EXERCISE TASKS |
A: Copy out the Celtic Connections passage word for word, starting at "From Thursday 16" and going down to "locations across Glasgow.".
B: Carry on the description of the Celtic Connections 2020 festival from its last sentence.

GIVEN TEXT |
══════

From Thursday 16 January to Sunday 2 February 2020, musicians from across the world will take part in over 300 events in venues throughout Glasgow for the UK’s premier celebration of celtic music.
The 18 days of entertainment will brighten up the dark, wet January nights with a mixture of concerts that include a host of one-off musical collaborations alongside talks, workshops, film screenings, theatre productions, ceilidhs, exhibitions, free events and late-night sessions.
Renowned as a musical cure for the wintertime blues, Celtic Connections 2020 will be the 27th incarnation of a festival that began in 1994, when it offered 66 events at one venue. Since then it’s grown more adventurous, experimental and diverse each year and now offers thousands of events in locations across Glasgow.

══════

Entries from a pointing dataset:
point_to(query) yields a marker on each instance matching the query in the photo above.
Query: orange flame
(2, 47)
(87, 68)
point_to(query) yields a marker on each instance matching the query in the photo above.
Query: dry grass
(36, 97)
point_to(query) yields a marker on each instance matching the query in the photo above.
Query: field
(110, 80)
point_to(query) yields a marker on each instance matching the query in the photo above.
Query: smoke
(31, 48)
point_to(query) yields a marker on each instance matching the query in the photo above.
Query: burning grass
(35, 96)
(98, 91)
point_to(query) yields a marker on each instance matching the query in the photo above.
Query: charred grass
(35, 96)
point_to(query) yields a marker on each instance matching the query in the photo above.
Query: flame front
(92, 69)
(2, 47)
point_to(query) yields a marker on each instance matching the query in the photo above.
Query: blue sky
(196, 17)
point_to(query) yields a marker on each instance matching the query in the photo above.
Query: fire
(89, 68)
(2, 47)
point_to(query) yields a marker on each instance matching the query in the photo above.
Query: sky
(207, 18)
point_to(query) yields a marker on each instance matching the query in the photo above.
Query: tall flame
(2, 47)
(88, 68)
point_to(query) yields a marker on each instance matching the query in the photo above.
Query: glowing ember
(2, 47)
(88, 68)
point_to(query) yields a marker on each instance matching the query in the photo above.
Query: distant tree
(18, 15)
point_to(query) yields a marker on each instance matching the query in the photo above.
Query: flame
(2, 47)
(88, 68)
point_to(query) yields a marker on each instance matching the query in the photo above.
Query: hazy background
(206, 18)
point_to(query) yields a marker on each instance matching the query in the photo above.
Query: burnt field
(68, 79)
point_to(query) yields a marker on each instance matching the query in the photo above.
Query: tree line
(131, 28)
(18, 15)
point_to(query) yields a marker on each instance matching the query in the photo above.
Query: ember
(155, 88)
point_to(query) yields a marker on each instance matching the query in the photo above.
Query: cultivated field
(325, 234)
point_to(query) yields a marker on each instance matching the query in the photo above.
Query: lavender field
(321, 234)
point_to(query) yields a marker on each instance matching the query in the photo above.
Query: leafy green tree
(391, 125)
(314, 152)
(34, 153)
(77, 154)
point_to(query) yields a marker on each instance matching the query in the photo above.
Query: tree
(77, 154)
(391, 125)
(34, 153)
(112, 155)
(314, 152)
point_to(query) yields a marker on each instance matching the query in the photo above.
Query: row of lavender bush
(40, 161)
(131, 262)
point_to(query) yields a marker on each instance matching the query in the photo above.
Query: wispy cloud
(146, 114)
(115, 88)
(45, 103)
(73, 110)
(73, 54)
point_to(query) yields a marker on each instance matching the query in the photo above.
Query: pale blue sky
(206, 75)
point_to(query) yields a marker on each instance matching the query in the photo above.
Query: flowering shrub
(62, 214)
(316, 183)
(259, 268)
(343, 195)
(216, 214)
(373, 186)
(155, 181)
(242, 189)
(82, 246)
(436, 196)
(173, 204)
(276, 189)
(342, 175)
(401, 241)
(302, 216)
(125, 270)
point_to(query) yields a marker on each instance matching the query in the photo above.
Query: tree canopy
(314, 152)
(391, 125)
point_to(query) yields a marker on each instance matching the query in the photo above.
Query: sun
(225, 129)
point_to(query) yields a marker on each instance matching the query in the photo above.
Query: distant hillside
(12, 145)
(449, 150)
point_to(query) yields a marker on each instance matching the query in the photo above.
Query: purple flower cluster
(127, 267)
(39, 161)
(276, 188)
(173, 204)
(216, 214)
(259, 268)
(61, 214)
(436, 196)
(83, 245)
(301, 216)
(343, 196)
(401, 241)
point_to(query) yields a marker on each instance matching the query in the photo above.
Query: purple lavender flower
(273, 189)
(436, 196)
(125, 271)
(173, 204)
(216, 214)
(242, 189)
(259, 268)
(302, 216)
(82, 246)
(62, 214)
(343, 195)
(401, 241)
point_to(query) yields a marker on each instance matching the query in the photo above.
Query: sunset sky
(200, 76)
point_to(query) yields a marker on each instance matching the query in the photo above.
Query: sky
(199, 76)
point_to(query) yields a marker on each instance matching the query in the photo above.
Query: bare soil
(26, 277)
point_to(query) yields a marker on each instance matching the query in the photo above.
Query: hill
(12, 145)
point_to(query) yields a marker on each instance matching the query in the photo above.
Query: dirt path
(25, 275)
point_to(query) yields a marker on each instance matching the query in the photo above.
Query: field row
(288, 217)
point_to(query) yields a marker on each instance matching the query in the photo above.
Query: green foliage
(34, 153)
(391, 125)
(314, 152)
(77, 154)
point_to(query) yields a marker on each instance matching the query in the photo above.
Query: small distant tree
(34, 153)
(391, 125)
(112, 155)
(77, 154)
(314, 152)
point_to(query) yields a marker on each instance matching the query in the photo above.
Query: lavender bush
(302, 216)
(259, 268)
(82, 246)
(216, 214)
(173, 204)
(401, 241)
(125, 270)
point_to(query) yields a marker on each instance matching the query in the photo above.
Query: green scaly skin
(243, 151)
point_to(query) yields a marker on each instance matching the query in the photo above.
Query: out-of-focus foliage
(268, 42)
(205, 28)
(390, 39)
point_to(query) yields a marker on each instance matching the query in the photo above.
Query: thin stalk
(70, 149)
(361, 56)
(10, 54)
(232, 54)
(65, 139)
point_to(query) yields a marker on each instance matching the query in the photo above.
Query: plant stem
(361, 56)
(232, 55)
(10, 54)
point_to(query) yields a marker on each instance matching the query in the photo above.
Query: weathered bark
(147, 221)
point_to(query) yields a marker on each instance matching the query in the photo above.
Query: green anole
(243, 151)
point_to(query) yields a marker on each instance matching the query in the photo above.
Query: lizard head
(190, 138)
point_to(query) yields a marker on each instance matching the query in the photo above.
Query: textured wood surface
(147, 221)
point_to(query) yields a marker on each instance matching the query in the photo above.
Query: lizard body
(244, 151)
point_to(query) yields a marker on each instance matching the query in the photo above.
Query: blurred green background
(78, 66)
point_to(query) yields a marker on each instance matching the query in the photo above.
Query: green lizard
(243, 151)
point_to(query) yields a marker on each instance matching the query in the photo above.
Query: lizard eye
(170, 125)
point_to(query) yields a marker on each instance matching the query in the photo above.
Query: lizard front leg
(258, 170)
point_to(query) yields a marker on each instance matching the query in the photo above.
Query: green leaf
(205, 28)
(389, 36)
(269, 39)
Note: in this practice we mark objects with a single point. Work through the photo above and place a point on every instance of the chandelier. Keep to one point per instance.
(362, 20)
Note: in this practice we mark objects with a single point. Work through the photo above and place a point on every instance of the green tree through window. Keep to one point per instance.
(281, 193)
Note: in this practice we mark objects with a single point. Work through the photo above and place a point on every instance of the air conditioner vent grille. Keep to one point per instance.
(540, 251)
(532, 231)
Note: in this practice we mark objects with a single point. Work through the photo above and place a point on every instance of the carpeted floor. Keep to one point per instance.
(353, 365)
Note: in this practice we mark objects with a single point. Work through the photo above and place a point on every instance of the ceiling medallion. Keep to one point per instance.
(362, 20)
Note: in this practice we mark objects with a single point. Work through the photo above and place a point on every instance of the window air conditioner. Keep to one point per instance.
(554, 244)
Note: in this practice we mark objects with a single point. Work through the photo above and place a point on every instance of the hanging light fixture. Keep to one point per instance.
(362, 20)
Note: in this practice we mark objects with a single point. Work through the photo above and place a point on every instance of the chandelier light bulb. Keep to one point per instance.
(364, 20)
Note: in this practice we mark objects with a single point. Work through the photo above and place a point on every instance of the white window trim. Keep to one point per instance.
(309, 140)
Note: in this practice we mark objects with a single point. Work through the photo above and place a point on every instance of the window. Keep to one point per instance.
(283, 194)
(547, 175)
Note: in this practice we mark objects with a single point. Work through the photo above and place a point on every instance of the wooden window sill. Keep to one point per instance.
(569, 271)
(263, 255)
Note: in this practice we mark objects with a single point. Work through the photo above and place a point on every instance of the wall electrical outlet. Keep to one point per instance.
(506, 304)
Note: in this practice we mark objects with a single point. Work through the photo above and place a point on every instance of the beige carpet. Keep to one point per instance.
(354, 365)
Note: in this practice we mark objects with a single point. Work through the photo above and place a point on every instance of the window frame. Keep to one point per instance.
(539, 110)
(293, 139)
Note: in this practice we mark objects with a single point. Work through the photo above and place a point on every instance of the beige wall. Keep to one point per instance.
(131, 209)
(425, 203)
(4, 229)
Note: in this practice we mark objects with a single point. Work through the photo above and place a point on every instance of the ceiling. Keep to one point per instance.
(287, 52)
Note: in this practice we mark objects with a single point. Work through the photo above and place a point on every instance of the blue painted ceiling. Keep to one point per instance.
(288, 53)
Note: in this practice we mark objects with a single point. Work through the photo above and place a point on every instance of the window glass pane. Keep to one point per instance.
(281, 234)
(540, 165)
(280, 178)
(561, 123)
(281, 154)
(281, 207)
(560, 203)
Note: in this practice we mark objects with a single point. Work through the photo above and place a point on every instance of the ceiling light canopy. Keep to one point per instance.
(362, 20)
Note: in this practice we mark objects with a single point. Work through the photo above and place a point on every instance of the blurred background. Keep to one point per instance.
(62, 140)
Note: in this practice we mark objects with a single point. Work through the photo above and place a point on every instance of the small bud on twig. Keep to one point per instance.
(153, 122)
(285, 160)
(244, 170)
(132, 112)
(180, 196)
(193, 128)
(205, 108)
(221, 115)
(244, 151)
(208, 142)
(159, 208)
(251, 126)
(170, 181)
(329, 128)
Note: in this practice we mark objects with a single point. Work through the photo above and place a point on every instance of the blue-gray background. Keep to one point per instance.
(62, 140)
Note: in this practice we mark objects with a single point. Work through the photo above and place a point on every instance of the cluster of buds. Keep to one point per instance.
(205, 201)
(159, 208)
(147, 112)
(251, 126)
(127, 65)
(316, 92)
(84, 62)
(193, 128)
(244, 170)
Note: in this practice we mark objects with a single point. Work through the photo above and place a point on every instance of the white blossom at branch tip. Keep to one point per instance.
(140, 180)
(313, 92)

══════

RESULTS OF THE EXERCISE |
A:
From Thursday 16 January to Sunday 2 February 2020, musicians from across the world will take part in over 300 events in venues throughout Glasgow for the UK’s premier celebration of celtic music.
The 18 days of entertainment will brighten up the dark, wet January nights with a mixture of concerts that include a host of one-off musical collaborations alongside talks, workshops, film screenings, theatre productions, ceilidhs, exhibitions, free events and late-night sessions.
Renowned as a musical cure for the wintertime blues, Celtic Connections 2020 will be the 27th incarnation of a festival that began in 1994, when it offered 66 events at one venue. Since then it’s grown more adventurous, experimental and diverse each year and now offers thousands of events in locations across Glasgow.

B:
Europe’s largest winter music festival will strike a rousing note when it opens in January, with the world premiere of a new orchestral symphony inspired by the Declaration of Arbroath. Composed of six brand new pieces by leading Scottish composers, it was commissioned for Celtic Connections 2020 with backing from the Scottish Government’s Festival Expo Fund to mark next year’s 700th anniversary of the 1320 declaration of Scottish independence.
The Arbroath document famously states that “it is in truth not for glory, nor riches, nor honours that we are fighting, but for freedom”. True to that libertarian spirit, each composer was given artistic licence to respond to the declaration in their own way. All six pieces will be performed at the opening concert of Celtic Connections 2020 by the Grit Orchestra, a now legendary ensemble of 80 folk, jazz and classical musicians led by conductor/arranger Greg Lawson.
The Grit Orchestra was founded to continue the legacy of the late Scots-Canadian musician Martyn Bennett, who pioneered a genre-defying fusion of Scottish and international folk edged with techno dance beats.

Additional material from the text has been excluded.